Copy out all the rows below with "positive clicks" changed to "foreground clicks" wherever it occurs and every other character left as it is. Leave the pictures out.

The data
+--

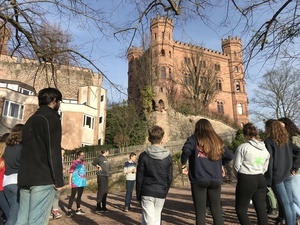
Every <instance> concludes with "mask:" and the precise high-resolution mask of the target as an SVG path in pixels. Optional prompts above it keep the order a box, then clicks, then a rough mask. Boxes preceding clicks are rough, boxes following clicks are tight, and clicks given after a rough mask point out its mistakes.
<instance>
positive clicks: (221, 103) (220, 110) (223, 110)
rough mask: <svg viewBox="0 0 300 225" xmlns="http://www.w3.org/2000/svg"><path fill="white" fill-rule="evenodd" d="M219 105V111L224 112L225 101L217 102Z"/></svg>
mask: <svg viewBox="0 0 300 225" xmlns="http://www.w3.org/2000/svg"><path fill="white" fill-rule="evenodd" d="M217 107H218V113H222V114H223V113H224V106H223V102H219V101H218V102H217Z"/></svg>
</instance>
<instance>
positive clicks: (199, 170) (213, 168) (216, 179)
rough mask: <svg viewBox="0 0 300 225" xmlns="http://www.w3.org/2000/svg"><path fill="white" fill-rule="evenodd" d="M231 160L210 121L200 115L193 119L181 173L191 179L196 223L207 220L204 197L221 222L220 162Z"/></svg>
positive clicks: (220, 162) (202, 222)
mask: <svg viewBox="0 0 300 225" xmlns="http://www.w3.org/2000/svg"><path fill="white" fill-rule="evenodd" d="M231 160H232V154H231V152H230V151H229V149H228V148H227V147H226V146H225V145H224V142H223V140H222V139H221V138H220V137H219V136H218V135H217V133H216V132H215V130H214V129H213V127H212V125H211V123H210V122H209V121H208V120H207V119H200V120H199V121H198V122H197V123H196V126H195V132H194V134H193V135H191V136H190V137H189V138H188V139H187V141H186V142H185V144H184V146H183V148H182V154H181V164H182V173H183V174H188V175H189V180H190V182H191V189H192V197H193V202H194V207H195V213H196V224H197V225H202V224H203V225H205V224H206V221H205V216H206V198H208V202H209V205H210V207H211V214H212V217H213V220H214V224H218V225H222V224H224V221H223V217H222V209H221V183H222V177H223V172H222V165H223V164H225V163H228V162H229V161H231ZM187 161H189V163H188V164H189V169H187V166H186V163H187Z"/></svg>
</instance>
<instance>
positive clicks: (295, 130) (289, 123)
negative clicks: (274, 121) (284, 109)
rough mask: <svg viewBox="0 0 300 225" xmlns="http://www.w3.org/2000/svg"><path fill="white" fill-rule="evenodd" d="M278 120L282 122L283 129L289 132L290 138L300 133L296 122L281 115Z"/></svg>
mask: <svg viewBox="0 0 300 225" xmlns="http://www.w3.org/2000/svg"><path fill="white" fill-rule="evenodd" d="M278 120H279V121H280V122H283V123H284V125H285V129H286V130H287V132H288V133H289V136H290V138H291V137H292V136H297V135H300V131H299V129H298V127H297V126H296V124H295V123H294V122H293V121H292V120H291V119H289V118H286V117H282V118H280V119H278Z"/></svg>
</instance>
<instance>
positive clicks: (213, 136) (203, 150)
mask: <svg viewBox="0 0 300 225" xmlns="http://www.w3.org/2000/svg"><path fill="white" fill-rule="evenodd" d="M195 135H196V137H197V140H198V145H199V147H200V148H201V150H202V151H204V152H205V153H206V154H207V156H208V158H209V159H210V160H212V161H217V160H220V159H221V157H222V155H223V153H224V142H223V140H222V139H221V138H220V137H219V135H217V133H216V132H215V130H214V129H213V127H212V125H211V123H210V122H209V121H208V120H207V119H200V120H199V121H198V122H197V123H196V126H195Z"/></svg>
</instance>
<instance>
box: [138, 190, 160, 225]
mask: <svg viewBox="0 0 300 225" xmlns="http://www.w3.org/2000/svg"><path fill="white" fill-rule="evenodd" d="M164 204H165V199H164V198H154V197H150V196H142V199H141V205H142V225H160V224H161V211H162V209H163V207H164Z"/></svg>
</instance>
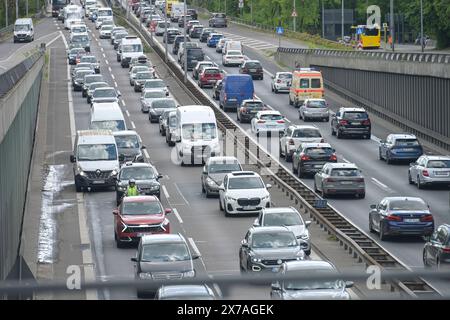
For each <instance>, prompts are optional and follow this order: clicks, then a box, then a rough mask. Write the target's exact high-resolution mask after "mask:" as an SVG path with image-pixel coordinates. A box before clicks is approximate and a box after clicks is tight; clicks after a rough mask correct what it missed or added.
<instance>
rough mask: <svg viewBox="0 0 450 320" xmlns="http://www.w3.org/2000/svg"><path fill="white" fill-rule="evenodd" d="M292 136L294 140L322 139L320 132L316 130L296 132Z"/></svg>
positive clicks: (306, 129) (296, 131) (297, 130)
mask: <svg viewBox="0 0 450 320" xmlns="http://www.w3.org/2000/svg"><path fill="white" fill-rule="evenodd" d="M292 136H293V137H294V138H321V137H322V135H321V134H320V131H319V130H315V129H300V130H295V131H294V134H293V135H292Z"/></svg>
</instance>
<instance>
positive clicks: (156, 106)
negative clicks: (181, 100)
mask: <svg viewBox="0 0 450 320" xmlns="http://www.w3.org/2000/svg"><path fill="white" fill-rule="evenodd" d="M176 107H177V104H176V103H175V101H174V100H173V99H161V100H159V99H158V100H154V101H153V102H152V108H153V109H168V108H170V109H173V108H176Z"/></svg>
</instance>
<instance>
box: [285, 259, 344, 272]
mask: <svg viewBox="0 0 450 320" xmlns="http://www.w3.org/2000/svg"><path fill="white" fill-rule="evenodd" d="M284 264H285V265H286V270H287V271H288V272H289V271H296V270H318V269H322V270H336V268H335V267H334V265H333V264H332V263H331V262H328V261H324V260H297V261H288V262H285V263H284Z"/></svg>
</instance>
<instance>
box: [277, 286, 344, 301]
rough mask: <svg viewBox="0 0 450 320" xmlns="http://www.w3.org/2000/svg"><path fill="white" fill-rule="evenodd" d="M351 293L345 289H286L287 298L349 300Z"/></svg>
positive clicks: (288, 298)
mask: <svg viewBox="0 0 450 320" xmlns="http://www.w3.org/2000/svg"><path fill="white" fill-rule="evenodd" d="M349 298H350V295H349V294H348V292H347V291H346V290H343V289H311V290H286V291H285V292H284V299H286V300H348V299H349Z"/></svg>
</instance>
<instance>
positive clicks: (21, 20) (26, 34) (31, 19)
mask: <svg viewBox="0 0 450 320" xmlns="http://www.w3.org/2000/svg"><path fill="white" fill-rule="evenodd" d="M33 40H34V27H33V20H32V19H31V18H23V19H17V20H16V22H15V23H14V43H16V42H24V41H29V42H31V41H33Z"/></svg>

+--

Exercise answer
Every <instance> concludes with "mask:" and the precise high-resolution mask of the target as an SVG path in pixels. Optional prompts above it keep the order a box, then clicks, then a rough mask. Boxes preceding clicks are rough, boxes following clicks are tight, and clicks given after a rough mask point out its mistakes.
<instance>
foreground clicks: (221, 103) (220, 110) (223, 110)
rough mask: <svg viewBox="0 0 300 225" xmlns="http://www.w3.org/2000/svg"><path fill="white" fill-rule="evenodd" d="M219 105V111L224 112L225 101L217 102Z"/></svg>
mask: <svg viewBox="0 0 300 225" xmlns="http://www.w3.org/2000/svg"><path fill="white" fill-rule="evenodd" d="M217 107H218V113H222V114H223V113H224V106H223V102H219V101H218V102H217Z"/></svg>
</instance>
<instance>
foreground clicks: (199, 170) (213, 168) (216, 179)
rough mask: <svg viewBox="0 0 300 225" xmlns="http://www.w3.org/2000/svg"><path fill="white" fill-rule="evenodd" d="M231 160L210 121L200 115L193 119L181 173L191 179L196 223L207 220L204 197L221 222L220 162Z"/></svg>
foreground clicks: (220, 162) (202, 222)
mask: <svg viewBox="0 0 300 225" xmlns="http://www.w3.org/2000/svg"><path fill="white" fill-rule="evenodd" d="M231 160H232V154H231V152H230V151H229V149H228V148H227V147H226V146H225V145H224V142H223V140H222V139H221V138H220V137H219V136H218V135H217V133H216V132H215V130H214V129H213V127H212V125H211V123H210V122H209V121H208V120H207V119H200V120H199V121H198V122H197V123H196V126H195V132H194V134H193V135H191V136H190V137H189V138H188V139H187V141H186V142H185V144H184V146H183V148H182V154H181V164H182V173H183V174H188V175H189V180H190V182H191V189H192V197H193V202H194V207H195V213H196V224H197V225H202V224H203V225H205V224H206V221H205V216H206V198H208V202H209V205H210V207H211V214H212V217H213V220H214V224H218V225H222V224H224V221H223V217H222V209H221V183H222V177H223V172H222V165H223V164H225V163H228V162H229V161H231ZM187 161H189V163H188V164H189V169H187V166H186V163H187Z"/></svg>
</instance>
<instance>
foreground clicks: (295, 130) (289, 123)
negative clicks: (274, 121) (284, 109)
rough mask: <svg viewBox="0 0 300 225" xmlns="http://www.w3.org/2000/svg"><path fill="white" fill-rule="evenodd" d="M278 120L282 122L283 129L289 132L290 138L300 133L296 122L281 115Z"/></svg>
mask: <svg viewBox="0 0 300 225" xmlns="http://www.w3.org/2000/svg"><path fill="white" fill-rule="evenodd" d="M278 120H279V121H280V122H283V123H284V125H285V129H286V130H287V132H288V133H289V136H290V138H291V137H292V136H297V135H300V131H299V129H298V127H297V126H296V124H295V123H294V122H293V121H292V120H291V119H289V118H286V117H282V118H280V119H278Z"/></svg>
</instance>
<instance>
foreground clicks: (213, 136) (203, 150)
mask: <svg viewBox="0 0 300 225" xmlns="http://www.w3.org/2000/svg"><path fill="white" fill-rule="evenodd" d="M195 135H196V137H197V140H198V145H199V147H200V148H201V150H202V151H204V152H205V153H206V154H207V156H208V158H209V159H210V160H212V161H217V160H220V159H221V157H222V155H223V153H224V142H223V140H222V139H221V138H220V137H219V135H217V133H216V132H215V130H214V129H213V127H212V125H211V123H210V122H209V121H208V120H207V119H200V120H199V121H198V122H197V123H196V126H195Z"/></svg>
</instance>
<instance>
box: [138, 190, 160, 225]
mask: <svg viewBox="0 0 300 225" xmlns="http://www.w3.org/2000/svg"><path fill="white" fill-rule="evenodd" d="M164 204H165V199H164V198H154V197H150V196H142V199H141V205H142V225H160V224H161V211H162V209H163V207H164Z"/></svg>
</instance>
For each <instance>, prompts are optional and follow this order: clicks, then a box, then a rough mask. Write the target's exact high-resolution mask after "mask:" as an SVG path with image-pixel coordinates. A box before clicks is approximate and a box after clicks is tight; clicks after a rough mask correct what it missed or added.
<instance>
rough mask: <svg viewBox="0 0 450 320" xmlns="http://www.w3.org/2000/svg"><path fill="white" fill-rule="evenodd" d="M292 136L294 140L322 139L320 132L316 130L296 132Z"/></svg>
foreground clicks: (306, 129) (296, 131) (297, 130)
mask: <svg viewBox="0 0 450 320" xmlns="http://www.w3.org/2000/svg"><path fill="white" fill-rule="evenodd" d="M292 136H293V137H294V138H321V137H322V135H321V134H320V131H319V130H315V129H300V130H295V131H294V134H293V135H292Z"/></svg>
</instance>
<instance>
foreground clicks: (156, 106)
negative clicks: (181, 100)
mask: <svg viewBox="0 0 450 320" xmlns="http://www.w3.org/2000/svg"><path fill="white" fill-rule="evenodd" d="M176 107H177V104H176V103H175V101H174V100H173V99H161V100H159V99H158V100H154V101H153V102H152V108H153V109H168V108H170V109H173V108H176Z"/></svg>
</instance>
<instance>
box: [285, 259, 344, 272]
mask: <svg viewBox="0 0 450 320" xmlns="http://www.w3.org/2000/svg"><path fill="white" fill-rule="evenodd" d="M284 264H285V265H286V270H287V271H288V272H289V271H296V270H318V269H322V270H336V268H335V267H334V265H333V264H332V263H331V262H328V261H324V260H297V261H288V262H285V263H284Z"/></svg>
</instance>
<instance>
box: [277, 286, 344, 301]
rough mask: <svg viewBox="0 0 450 320" xmlns="http://www.w3.org/2000/svg"><path fill="white" fill-rule="evenodd" d="M351 293L345 289H286L287 298L349 300Z"/></svg>
foreground clicks: (288, 298)
mask: <svg viewBox="0 0 450 320" xmlns="http://www.w3.org/2000/svg"><path fill="white" fill-rule="evenodd" d="M349 298H350V295H349V294H348V292H347V291H346V290H343V289H311V290H286V291H285V292H284V299H286V300H348V299H349Z"/></svg>
</instance>
<instance>
foreground clicks: (21, 20) (26, 34) (31, 19)
mask: <svg viewBox="0 0 450 320" xmlns="http://www.w3.org/2000/svg"><path fill="white" fill-rule="evenodd" d="M33 40H34V27H33V20H32V19H31V18H23V19H17V20H16V22H15V23H14V43H16V42H24V41H29V42H31V41H33Z"/></svg>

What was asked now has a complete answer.